• Instruções da tarefa: De acordo com o trecho sobre a Lei de Inteligência Artificial da UE, até quando se espera a funcionalidade completa da Lei?

#### Trecho do texto ####

A União Europeia liderou essa iniciativa ao aprovar a Lei de Inteligência Artificial da UE em agosto de 2024. Este agosto marca a implementação de suas características principais, com a funcionalidade completa esperada até agosto de 2026.
No seu núcleo, a Lei segue uma abordagem “baseada em risco”, categorizando as aplicações de IA de acordo com seus riscos, desde mínimos até inaceitáveis, e prescrevendo obrigações de acordo. O objetivo é garantir que os sistemas de IA sejam seguros, transparentes e não discriminatórios, e que sejam supervisionados por humanos para prevenir resultados prejudiciais. Aqueles com riscos inaceitáveis serão proibidos na UE.

#### Listagem extraída ####

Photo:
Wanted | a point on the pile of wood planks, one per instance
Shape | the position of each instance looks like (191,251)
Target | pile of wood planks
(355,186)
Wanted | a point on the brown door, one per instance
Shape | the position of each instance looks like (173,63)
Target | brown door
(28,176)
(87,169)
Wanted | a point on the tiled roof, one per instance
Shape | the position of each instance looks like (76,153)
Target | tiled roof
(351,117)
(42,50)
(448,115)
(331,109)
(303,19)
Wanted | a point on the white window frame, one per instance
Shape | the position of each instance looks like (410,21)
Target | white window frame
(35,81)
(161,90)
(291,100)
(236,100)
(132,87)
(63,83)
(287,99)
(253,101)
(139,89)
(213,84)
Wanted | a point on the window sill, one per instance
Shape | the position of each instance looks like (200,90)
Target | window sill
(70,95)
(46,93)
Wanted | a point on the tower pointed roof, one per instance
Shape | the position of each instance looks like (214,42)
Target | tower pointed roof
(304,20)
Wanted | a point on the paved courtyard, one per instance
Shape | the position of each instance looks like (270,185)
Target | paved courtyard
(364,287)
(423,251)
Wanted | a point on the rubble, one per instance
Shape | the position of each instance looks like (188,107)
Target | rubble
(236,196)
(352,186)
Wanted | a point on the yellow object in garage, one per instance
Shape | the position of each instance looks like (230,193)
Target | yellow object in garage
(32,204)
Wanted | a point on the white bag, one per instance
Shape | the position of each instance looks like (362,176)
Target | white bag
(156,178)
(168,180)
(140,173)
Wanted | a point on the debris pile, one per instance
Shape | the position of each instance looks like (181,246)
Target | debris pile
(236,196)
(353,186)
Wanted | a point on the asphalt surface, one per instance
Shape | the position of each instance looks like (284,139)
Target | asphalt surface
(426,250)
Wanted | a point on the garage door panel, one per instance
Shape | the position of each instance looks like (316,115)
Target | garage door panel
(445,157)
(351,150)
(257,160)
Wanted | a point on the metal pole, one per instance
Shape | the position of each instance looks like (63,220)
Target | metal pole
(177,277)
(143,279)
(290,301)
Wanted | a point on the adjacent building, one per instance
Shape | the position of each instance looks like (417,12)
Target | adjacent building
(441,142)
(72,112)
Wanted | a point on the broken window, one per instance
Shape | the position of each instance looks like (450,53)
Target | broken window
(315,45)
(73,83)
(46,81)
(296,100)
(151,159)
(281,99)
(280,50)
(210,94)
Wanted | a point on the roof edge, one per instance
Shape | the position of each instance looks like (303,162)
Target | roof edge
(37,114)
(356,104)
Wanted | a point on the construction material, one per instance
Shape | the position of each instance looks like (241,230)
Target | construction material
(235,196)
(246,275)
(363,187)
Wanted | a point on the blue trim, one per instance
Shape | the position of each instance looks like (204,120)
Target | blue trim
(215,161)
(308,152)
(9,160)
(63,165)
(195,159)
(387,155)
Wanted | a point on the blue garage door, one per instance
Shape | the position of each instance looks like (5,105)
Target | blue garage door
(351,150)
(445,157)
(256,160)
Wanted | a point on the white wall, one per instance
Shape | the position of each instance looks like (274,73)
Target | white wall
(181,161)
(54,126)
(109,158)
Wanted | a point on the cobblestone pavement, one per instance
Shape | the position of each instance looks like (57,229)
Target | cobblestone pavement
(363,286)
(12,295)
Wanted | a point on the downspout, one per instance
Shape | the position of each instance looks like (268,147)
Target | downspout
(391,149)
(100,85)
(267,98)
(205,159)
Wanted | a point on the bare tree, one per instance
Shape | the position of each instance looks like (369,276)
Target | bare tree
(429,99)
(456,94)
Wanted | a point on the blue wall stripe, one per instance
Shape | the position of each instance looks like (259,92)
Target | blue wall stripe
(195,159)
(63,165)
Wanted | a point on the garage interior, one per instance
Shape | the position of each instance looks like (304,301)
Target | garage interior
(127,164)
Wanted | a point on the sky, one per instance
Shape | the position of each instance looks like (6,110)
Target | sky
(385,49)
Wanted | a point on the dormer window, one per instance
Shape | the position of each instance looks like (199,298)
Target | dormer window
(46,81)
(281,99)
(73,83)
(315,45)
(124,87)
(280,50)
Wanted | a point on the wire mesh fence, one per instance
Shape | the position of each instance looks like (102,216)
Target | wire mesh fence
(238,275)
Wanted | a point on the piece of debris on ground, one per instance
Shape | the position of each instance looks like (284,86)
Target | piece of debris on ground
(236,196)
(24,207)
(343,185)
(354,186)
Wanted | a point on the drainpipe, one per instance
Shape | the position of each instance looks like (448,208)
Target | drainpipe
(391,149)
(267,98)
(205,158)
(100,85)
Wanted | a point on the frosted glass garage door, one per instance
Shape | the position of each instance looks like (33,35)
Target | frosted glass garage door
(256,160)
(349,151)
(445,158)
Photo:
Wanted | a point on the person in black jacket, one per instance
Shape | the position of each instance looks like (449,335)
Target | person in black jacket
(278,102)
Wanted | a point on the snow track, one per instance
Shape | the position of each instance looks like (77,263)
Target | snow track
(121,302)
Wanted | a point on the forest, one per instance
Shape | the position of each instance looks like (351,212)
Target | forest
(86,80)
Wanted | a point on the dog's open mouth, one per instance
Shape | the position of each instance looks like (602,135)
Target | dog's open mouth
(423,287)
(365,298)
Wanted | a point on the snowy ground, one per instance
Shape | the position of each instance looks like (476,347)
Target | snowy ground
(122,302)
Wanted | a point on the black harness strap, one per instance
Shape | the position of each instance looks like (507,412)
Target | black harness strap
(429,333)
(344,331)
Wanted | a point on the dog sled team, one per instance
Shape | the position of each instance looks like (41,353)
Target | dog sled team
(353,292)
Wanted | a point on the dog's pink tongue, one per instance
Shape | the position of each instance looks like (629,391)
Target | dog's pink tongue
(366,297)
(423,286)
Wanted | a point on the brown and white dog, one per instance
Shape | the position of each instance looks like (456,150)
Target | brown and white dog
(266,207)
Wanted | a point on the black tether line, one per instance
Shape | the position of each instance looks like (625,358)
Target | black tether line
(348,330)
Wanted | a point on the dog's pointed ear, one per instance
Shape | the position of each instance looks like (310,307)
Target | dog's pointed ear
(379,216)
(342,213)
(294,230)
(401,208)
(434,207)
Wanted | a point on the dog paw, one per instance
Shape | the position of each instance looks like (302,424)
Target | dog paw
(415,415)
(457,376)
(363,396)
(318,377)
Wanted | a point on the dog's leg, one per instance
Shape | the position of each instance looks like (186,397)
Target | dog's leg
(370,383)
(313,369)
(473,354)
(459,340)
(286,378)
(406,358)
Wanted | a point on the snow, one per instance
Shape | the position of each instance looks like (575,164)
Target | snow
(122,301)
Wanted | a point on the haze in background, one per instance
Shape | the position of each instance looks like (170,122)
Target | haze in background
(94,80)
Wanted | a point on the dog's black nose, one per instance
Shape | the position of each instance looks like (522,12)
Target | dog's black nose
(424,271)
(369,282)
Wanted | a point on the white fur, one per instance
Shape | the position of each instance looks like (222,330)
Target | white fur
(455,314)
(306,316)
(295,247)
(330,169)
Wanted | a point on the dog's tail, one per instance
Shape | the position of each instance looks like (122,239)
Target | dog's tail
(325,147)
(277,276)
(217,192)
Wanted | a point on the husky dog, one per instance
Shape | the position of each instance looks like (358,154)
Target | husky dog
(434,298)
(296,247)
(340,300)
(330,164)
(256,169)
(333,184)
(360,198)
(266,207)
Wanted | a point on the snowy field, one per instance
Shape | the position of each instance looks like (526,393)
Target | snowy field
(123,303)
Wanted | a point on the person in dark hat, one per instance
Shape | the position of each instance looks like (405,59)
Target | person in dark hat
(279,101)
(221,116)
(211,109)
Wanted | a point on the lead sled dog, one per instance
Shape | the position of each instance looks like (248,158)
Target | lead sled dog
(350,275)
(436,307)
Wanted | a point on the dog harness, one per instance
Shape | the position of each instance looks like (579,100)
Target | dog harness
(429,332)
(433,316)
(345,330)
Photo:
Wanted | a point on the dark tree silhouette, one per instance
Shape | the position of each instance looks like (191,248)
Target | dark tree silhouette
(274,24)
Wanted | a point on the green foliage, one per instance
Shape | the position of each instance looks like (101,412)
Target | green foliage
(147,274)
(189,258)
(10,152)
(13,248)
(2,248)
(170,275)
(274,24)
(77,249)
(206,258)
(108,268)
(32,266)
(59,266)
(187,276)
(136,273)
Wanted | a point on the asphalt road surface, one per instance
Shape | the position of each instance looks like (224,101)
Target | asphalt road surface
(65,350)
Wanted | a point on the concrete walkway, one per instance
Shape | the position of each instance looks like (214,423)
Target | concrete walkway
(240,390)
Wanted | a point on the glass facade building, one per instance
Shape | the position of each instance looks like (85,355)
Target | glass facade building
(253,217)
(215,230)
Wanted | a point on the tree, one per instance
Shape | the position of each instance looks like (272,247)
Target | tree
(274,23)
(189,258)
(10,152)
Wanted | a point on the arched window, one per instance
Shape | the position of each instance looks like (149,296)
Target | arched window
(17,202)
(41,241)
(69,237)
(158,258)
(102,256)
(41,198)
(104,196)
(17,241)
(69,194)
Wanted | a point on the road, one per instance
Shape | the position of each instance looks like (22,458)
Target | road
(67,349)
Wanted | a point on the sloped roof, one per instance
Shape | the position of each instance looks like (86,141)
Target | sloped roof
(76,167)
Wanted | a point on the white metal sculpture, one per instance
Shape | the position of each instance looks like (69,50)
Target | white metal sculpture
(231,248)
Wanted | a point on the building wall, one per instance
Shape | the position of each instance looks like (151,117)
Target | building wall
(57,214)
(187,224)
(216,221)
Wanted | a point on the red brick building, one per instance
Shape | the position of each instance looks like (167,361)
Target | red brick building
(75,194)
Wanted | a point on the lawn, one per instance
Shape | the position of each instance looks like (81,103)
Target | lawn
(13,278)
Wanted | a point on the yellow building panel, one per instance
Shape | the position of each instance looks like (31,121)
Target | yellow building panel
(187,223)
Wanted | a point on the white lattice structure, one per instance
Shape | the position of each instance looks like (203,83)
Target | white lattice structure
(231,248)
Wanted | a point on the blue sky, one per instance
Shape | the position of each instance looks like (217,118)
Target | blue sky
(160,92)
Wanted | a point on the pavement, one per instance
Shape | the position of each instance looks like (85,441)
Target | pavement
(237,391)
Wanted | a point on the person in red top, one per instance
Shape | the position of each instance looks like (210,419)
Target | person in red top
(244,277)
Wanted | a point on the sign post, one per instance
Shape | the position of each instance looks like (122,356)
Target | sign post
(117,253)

####

• Resposta da tarefa: Até agosto de 2026.